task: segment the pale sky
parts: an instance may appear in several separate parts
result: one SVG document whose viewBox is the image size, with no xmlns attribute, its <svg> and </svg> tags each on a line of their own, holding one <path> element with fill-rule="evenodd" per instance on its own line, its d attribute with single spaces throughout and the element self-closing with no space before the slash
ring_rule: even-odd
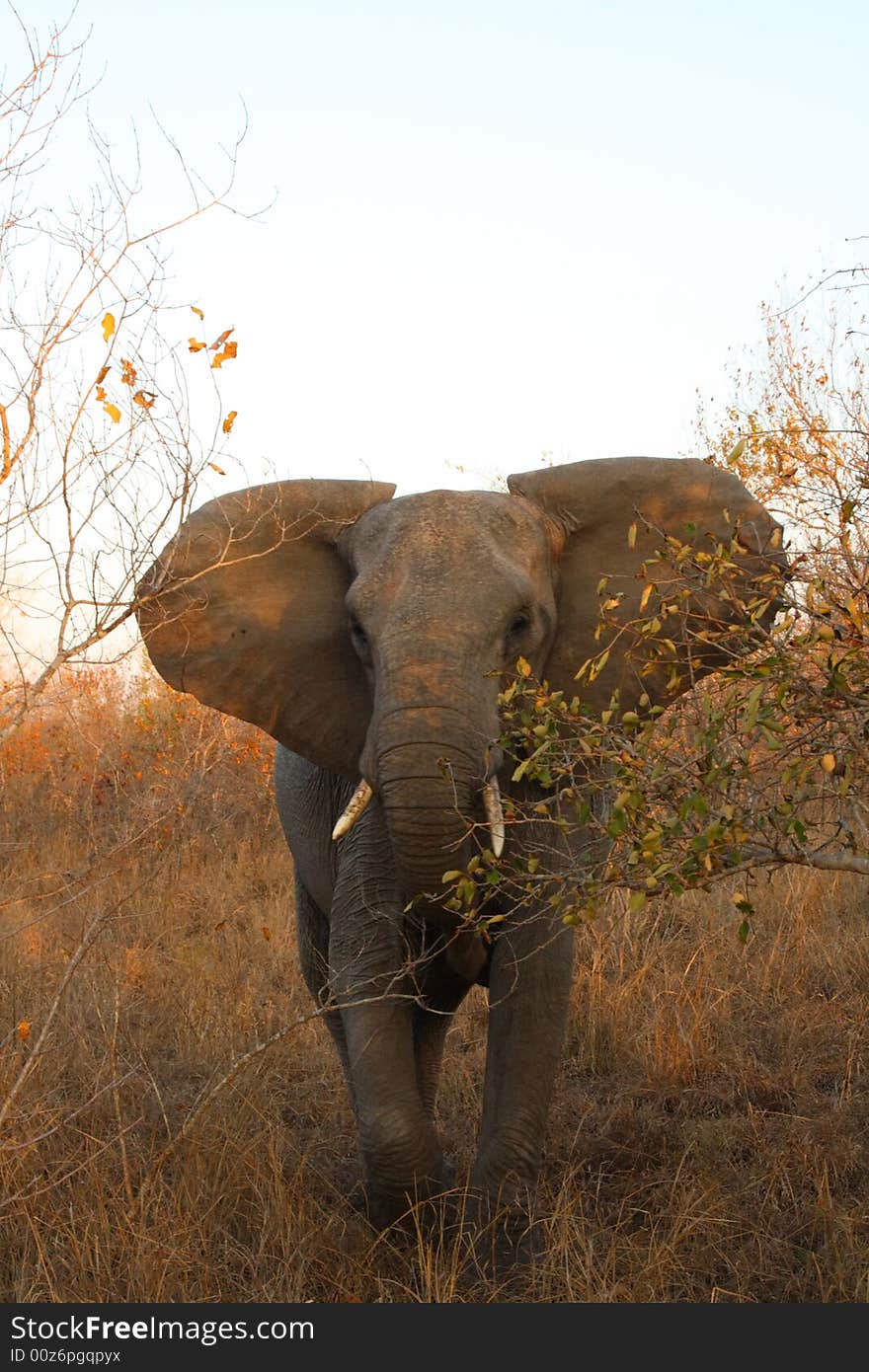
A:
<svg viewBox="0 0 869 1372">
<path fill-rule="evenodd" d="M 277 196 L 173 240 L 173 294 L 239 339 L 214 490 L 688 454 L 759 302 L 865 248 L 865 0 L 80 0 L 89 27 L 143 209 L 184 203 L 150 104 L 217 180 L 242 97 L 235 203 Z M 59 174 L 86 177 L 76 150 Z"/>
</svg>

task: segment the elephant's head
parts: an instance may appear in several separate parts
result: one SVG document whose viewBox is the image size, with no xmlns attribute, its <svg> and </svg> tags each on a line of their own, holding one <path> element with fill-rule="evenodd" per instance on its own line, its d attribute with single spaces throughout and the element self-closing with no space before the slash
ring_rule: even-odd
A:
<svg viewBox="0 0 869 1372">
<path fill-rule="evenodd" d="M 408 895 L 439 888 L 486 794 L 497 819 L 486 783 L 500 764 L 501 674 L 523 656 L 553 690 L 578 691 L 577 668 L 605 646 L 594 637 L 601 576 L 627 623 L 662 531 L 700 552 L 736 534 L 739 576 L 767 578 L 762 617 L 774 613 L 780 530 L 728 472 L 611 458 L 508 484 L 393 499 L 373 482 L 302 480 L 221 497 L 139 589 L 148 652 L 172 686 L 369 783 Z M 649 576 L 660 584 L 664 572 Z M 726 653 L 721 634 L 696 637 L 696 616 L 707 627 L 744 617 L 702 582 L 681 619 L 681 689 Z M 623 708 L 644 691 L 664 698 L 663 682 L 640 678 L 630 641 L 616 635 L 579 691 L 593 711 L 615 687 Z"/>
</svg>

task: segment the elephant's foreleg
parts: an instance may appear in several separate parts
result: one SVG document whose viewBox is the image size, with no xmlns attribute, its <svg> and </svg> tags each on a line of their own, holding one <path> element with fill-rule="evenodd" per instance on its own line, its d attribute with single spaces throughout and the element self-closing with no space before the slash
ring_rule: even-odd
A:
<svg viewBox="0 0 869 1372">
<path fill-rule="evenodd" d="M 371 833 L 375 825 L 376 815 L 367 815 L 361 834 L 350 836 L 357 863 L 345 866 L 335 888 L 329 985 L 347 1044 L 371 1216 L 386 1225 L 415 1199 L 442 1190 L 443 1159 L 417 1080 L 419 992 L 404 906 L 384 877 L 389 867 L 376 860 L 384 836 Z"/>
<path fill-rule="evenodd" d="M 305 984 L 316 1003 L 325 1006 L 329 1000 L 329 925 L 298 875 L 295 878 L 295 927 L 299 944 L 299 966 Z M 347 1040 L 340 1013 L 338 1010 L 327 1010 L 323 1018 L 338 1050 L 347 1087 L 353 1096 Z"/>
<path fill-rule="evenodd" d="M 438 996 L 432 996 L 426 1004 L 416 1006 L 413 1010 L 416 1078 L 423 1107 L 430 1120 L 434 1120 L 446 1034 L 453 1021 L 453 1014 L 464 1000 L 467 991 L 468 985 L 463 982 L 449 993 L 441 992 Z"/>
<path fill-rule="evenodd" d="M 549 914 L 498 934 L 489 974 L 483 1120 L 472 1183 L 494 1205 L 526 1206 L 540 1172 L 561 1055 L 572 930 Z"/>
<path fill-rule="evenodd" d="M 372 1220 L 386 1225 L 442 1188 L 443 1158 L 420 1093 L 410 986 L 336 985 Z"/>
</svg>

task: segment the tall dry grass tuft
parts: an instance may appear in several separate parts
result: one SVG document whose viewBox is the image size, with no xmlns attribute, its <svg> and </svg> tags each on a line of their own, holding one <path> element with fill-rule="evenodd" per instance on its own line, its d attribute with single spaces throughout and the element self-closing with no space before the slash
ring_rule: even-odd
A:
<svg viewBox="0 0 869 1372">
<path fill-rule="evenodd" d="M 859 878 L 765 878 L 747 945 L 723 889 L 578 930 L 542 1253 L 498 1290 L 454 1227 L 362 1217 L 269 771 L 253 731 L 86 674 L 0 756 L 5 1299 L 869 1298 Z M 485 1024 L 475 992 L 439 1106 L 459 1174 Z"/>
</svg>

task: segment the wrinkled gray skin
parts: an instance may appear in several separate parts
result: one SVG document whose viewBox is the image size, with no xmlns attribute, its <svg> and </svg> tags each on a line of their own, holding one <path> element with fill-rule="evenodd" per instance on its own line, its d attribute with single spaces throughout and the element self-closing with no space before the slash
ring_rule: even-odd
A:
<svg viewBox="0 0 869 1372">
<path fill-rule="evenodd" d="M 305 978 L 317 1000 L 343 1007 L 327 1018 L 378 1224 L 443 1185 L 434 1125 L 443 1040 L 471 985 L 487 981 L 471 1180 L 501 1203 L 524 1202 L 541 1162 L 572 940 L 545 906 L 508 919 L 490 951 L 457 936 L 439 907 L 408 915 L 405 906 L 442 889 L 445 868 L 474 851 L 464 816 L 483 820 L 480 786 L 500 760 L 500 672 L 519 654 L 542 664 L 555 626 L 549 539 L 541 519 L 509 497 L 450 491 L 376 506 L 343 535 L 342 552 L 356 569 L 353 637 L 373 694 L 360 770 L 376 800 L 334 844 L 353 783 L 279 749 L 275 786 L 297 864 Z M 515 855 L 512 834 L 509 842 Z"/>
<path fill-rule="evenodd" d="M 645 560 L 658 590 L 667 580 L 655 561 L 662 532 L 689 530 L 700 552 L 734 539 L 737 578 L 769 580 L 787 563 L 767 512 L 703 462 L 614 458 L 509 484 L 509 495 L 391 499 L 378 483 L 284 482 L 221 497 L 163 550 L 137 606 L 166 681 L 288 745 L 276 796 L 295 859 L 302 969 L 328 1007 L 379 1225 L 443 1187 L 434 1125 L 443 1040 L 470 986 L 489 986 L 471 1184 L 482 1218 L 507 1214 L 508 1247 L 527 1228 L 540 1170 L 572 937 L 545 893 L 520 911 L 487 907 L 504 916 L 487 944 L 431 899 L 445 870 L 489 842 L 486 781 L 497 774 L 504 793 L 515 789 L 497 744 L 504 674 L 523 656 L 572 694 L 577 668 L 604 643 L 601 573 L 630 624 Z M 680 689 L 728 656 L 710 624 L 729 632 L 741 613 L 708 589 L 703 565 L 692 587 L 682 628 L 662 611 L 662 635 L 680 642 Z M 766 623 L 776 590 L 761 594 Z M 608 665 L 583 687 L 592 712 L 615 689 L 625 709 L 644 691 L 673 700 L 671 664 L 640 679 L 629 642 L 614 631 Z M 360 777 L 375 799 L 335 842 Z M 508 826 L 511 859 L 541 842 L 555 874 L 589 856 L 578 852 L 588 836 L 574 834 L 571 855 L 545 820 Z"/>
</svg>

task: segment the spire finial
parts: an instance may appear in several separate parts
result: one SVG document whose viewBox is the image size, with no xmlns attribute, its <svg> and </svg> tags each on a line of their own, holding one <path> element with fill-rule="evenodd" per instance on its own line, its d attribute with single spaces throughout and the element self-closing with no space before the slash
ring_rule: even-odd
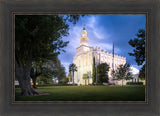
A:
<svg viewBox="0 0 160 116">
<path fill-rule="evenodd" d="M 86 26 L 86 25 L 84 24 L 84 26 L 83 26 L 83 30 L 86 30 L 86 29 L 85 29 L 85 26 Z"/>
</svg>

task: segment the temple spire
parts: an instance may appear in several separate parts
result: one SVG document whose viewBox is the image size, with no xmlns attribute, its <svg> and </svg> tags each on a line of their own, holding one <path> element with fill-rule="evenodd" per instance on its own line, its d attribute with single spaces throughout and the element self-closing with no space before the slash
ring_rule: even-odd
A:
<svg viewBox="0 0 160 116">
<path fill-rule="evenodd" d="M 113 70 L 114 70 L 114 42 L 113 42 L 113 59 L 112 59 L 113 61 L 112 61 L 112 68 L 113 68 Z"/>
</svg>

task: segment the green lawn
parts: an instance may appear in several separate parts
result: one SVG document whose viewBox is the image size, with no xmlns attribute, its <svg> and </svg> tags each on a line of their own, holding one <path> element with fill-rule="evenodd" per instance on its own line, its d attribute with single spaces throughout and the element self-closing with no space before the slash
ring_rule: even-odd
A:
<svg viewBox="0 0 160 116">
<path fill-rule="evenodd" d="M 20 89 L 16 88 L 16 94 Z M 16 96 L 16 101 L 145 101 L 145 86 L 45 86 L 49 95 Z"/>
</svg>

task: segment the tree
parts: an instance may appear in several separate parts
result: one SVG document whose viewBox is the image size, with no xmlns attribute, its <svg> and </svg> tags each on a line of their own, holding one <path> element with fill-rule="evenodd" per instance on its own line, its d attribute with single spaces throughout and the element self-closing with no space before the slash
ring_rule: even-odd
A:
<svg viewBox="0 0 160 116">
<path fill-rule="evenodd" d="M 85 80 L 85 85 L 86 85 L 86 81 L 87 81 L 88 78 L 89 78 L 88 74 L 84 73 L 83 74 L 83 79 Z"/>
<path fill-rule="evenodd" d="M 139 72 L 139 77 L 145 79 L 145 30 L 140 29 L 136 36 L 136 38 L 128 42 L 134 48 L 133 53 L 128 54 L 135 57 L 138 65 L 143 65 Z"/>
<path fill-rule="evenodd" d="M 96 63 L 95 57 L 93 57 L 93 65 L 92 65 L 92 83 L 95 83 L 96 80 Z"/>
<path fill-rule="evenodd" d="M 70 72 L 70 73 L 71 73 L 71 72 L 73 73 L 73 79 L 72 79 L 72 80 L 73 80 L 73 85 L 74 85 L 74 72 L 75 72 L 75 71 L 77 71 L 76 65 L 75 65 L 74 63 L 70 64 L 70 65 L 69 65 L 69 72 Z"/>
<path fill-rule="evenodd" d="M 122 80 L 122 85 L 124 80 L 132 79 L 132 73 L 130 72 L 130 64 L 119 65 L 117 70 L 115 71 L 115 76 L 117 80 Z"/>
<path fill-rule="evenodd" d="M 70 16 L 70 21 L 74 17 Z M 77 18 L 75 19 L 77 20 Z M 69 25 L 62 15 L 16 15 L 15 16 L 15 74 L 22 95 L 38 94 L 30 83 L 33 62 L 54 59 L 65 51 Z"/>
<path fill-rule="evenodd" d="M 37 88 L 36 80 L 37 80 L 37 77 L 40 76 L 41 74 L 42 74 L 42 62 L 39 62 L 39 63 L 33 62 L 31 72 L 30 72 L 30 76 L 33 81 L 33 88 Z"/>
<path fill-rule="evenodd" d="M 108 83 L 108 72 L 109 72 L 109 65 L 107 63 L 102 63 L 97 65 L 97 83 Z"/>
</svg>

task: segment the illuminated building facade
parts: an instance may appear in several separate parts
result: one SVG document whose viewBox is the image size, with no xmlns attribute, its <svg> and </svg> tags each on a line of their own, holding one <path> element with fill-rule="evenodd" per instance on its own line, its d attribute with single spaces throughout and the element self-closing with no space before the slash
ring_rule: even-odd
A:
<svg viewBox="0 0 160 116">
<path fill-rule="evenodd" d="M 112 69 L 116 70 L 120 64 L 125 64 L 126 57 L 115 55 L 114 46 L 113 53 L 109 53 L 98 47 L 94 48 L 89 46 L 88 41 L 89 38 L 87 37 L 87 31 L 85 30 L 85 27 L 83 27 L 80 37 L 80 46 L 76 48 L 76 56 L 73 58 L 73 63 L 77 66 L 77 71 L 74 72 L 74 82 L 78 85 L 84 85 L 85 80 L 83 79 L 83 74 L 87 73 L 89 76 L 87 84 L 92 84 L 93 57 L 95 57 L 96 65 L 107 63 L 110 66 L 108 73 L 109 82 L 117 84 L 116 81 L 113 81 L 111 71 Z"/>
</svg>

******

Required task
Extract the lines of the material starting at the line that contains "task: segment the wrinkled gray skin" and ending at the line that contains "305 978 L 317", both included, and reproduce them without any change.

Answer
task: segment the wrinkled gray skin
parts: an instance may appear in several separate parts
result: one SVG document whose viewBox is the image size, with no xmlns attribute, its <svg> and </svg> tags each on a line of their own, holding one <path> element with fill-rule="evenodd" per instance on its own line, its d attribute with single spaces throughout and the element self-closing with no space before the slash
ring_rule: even-odd
A:
<svg viewBox="0 0 869 1372">
<path fill-rule="evenodd" d="M 305 978 L 317 1000 L 343 1007 L 327 1018 L 378 1224 L 443 1185 L 434 1125 L 443 1040 L 471 985 L 487 981 L 471 1180 L 501 1203 L 524 1202 L 541 1162 L 572 940 L 545 906 L 508 919 L 490 951 L 457 936 L 439 907 L 408 915 L 405 906 L 442 889 L 445 868 L 474 851 L 464 816 L 483 820 L 480 786 L 500 760 L 500 672 L 519 654 L 542 664 L 555 626 L 549 539 L 541 519 L 509 497 L 450 491 L 376 506 L 343 535 L 342 552 L 356 569 L 353 637 L 373 694 L 360 770 L 376 800 L 334 844 L 353 783 L 279 749 L 275 786 L 297 864 Z M 515 855 L 512 834 L 509 842 Z"/>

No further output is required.